§ Task:
The required output is the exact sequence of lines from the line holding "would ya mind boxing the yellow" to the end of the records, inclusive.

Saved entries
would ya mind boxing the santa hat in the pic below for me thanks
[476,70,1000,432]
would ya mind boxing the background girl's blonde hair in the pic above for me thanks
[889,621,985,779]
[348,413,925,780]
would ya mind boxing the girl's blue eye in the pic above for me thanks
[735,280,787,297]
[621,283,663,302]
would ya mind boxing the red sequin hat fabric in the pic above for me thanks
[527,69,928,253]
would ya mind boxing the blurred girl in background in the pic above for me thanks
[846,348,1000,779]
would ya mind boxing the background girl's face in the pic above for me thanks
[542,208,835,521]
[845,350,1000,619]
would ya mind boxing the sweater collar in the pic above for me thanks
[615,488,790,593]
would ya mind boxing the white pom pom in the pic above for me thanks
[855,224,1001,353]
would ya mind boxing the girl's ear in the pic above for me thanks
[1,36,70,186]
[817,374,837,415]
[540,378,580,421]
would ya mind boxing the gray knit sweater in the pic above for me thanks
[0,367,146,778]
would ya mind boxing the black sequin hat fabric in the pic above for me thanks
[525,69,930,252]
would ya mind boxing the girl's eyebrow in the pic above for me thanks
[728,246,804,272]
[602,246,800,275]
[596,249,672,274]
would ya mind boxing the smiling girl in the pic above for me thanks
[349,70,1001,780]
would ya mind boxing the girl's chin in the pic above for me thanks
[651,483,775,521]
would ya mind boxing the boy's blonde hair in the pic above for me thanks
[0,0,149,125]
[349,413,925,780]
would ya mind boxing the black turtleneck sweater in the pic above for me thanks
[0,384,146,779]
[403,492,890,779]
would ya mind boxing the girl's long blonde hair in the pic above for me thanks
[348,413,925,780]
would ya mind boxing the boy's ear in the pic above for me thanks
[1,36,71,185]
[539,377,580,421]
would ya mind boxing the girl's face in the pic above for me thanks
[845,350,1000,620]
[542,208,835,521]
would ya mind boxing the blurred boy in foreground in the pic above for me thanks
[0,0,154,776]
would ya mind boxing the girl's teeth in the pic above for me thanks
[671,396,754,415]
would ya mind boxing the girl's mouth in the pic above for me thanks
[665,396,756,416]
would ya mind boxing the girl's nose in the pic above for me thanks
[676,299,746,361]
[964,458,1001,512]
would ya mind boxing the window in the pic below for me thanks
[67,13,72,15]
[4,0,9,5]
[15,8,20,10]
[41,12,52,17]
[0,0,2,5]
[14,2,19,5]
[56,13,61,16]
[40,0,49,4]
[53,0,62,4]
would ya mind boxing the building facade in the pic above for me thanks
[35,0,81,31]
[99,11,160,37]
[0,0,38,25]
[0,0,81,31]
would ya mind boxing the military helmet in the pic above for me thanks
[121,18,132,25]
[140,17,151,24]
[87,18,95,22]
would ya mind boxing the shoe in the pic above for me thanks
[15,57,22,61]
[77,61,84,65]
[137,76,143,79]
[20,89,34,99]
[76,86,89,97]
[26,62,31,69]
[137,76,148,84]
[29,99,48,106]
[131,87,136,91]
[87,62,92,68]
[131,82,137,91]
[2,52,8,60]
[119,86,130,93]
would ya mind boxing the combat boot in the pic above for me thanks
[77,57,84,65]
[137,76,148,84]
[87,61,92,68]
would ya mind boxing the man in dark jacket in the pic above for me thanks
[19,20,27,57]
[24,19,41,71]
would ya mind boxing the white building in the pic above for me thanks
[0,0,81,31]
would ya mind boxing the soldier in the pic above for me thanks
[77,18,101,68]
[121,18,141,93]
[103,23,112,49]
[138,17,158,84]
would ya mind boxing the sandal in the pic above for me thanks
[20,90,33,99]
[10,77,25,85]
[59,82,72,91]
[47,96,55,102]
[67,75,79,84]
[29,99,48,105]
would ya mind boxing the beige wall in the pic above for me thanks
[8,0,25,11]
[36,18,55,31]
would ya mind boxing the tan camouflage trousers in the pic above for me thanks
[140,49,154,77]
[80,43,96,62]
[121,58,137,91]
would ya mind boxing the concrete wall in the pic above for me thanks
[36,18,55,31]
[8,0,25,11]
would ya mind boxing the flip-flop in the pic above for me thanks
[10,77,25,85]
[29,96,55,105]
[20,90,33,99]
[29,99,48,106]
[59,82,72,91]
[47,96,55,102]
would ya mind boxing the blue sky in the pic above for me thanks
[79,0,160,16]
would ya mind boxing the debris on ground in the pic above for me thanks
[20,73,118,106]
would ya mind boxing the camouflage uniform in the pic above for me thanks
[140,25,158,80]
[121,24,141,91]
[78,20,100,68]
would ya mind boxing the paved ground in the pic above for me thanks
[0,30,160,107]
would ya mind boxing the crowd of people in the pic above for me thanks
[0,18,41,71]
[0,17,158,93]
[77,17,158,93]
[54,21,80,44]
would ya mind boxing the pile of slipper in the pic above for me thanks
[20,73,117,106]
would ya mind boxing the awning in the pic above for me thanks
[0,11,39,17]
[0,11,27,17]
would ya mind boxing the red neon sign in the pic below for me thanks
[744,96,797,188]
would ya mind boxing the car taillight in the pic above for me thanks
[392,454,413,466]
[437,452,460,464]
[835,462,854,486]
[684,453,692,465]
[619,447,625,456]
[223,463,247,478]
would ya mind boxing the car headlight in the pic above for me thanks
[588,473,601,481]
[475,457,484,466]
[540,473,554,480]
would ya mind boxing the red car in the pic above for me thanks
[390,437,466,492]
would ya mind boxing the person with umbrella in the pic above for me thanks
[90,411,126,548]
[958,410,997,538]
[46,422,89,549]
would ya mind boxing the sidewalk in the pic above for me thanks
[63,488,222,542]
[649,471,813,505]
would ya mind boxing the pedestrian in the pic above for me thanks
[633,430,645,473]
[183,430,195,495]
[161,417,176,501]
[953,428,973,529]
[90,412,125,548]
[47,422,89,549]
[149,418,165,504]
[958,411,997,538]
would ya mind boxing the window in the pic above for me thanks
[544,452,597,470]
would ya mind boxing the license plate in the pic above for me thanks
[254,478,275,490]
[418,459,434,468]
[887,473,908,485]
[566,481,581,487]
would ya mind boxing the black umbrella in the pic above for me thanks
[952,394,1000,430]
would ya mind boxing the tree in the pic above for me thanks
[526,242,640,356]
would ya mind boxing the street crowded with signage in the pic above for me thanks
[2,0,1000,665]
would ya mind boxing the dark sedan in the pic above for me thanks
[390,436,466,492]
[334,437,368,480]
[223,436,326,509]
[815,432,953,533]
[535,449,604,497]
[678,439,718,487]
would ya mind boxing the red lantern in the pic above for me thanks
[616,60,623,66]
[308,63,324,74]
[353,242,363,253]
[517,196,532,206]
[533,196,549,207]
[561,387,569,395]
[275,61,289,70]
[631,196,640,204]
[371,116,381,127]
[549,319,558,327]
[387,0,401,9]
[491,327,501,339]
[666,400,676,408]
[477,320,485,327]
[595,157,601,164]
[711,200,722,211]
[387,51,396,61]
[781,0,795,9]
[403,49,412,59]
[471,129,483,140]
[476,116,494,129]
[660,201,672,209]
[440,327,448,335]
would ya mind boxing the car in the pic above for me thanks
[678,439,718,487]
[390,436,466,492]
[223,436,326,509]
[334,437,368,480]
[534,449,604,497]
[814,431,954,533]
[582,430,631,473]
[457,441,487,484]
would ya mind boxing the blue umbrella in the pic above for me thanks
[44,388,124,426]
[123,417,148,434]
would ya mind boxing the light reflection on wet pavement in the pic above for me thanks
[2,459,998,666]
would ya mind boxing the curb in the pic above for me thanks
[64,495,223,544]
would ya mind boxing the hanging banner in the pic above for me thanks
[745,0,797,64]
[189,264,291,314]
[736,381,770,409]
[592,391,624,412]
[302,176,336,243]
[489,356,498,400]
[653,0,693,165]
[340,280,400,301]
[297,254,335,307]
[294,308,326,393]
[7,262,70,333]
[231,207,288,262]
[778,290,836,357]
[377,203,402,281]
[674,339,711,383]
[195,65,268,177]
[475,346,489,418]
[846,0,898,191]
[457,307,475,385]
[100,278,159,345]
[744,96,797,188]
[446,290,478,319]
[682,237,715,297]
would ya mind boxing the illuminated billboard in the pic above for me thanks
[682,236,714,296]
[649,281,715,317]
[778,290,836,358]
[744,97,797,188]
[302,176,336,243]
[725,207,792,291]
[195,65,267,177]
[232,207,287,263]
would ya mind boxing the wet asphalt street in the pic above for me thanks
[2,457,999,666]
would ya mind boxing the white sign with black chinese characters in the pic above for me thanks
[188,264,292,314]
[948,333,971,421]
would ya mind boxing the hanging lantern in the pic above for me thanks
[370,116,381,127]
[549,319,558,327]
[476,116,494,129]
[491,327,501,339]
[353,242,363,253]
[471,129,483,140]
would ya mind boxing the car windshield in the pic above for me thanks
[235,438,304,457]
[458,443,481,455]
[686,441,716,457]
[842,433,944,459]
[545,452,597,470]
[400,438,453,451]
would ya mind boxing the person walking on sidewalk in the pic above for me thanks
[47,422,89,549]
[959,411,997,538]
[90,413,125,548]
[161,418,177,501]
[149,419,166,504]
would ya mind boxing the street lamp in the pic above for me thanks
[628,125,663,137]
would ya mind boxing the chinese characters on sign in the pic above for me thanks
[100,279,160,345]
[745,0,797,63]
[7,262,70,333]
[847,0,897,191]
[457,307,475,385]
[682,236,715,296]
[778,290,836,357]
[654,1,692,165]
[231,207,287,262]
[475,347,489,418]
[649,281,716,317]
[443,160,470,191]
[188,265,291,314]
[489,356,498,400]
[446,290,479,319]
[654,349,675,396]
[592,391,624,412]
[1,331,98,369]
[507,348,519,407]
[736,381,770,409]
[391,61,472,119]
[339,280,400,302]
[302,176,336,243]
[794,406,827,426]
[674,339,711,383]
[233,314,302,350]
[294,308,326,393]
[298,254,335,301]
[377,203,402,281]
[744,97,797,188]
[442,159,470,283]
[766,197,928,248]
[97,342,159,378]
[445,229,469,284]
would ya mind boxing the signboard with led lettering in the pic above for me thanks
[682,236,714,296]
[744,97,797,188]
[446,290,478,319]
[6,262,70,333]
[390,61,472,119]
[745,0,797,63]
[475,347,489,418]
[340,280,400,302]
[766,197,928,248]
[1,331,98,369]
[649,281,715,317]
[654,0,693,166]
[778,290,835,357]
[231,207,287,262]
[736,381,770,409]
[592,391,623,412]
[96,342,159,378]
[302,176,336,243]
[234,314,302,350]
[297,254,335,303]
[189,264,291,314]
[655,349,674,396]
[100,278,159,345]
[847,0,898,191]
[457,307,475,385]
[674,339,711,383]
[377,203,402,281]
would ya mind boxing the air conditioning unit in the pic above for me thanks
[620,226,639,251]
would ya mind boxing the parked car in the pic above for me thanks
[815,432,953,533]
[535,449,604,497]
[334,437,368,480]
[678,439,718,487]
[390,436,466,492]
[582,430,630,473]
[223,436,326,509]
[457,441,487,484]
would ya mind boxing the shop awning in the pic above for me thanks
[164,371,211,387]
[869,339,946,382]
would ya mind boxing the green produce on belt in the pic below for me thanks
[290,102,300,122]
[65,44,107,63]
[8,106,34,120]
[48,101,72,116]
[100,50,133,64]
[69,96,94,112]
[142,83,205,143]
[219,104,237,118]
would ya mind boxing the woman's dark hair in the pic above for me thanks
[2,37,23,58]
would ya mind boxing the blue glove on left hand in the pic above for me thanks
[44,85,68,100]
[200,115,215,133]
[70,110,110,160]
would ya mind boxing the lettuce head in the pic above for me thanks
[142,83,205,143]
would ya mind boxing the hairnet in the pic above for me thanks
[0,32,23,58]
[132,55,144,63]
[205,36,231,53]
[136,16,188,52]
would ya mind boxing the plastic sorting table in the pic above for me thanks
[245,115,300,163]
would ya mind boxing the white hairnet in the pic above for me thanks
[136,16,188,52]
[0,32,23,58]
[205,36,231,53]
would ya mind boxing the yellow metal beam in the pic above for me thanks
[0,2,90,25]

§ Result for this exercise:
would ya mind boxing the yellow metal beam in the pic above for me thanks
[0,2,90,25]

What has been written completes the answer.